_TASK PROMPT:_ A word-for-word copy of all entries is required, without images.

'''

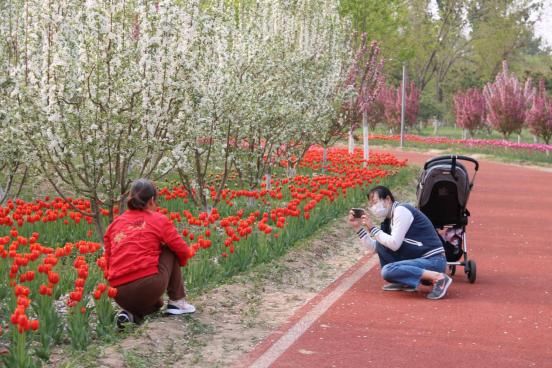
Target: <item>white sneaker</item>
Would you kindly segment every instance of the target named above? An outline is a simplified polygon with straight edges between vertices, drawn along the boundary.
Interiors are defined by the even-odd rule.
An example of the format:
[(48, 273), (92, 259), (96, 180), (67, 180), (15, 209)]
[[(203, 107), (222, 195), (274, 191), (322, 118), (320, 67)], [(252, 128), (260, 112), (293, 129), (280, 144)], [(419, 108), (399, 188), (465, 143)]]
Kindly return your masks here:
[(123, 331), (125, 326), (134, 323), (134, 316), (129, 311), (123, 309), (115, 316), (115, 323), (119, 331)]
[(186, 300), (169, 300), (167, 303), (167, 309), (165, 313), (167, 314), (191, 314), (196, 311), (195, 307), (191, 304), (188, 304)]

'''

_TASK RESULT:_
Target: <item>white sneaker</item>
Would you kindly segment every instance of the target named above? An outline is a simplified polygon with straight edges between vertices, drawn along the boundary.
Interiors are defined by the even-odd rule.
An example of the format:
[(48, 273), (92, 259), (96, 180), (67, 180), (15, 209)]
[[(203, 107), (222, 195), (274, 191), (322, 118), (320, 67)], [(252, 128), (260, 112), (293, 129), (280, 144)], [(419, 108), (399, 188), (465, 143)]]
Kindly return your masks here:
[(123, 331), (125, 326), (134, 323), (134, 316), (129, 311), (123, 309), (115, 316), (115, 323), (119, 331)]
[(186, 300), (169, 300), (167, 303), (167, 309), (165, 313), (167, 314), (191, 314), (196, 311), (195, 307), (191, 304), (188, 304)]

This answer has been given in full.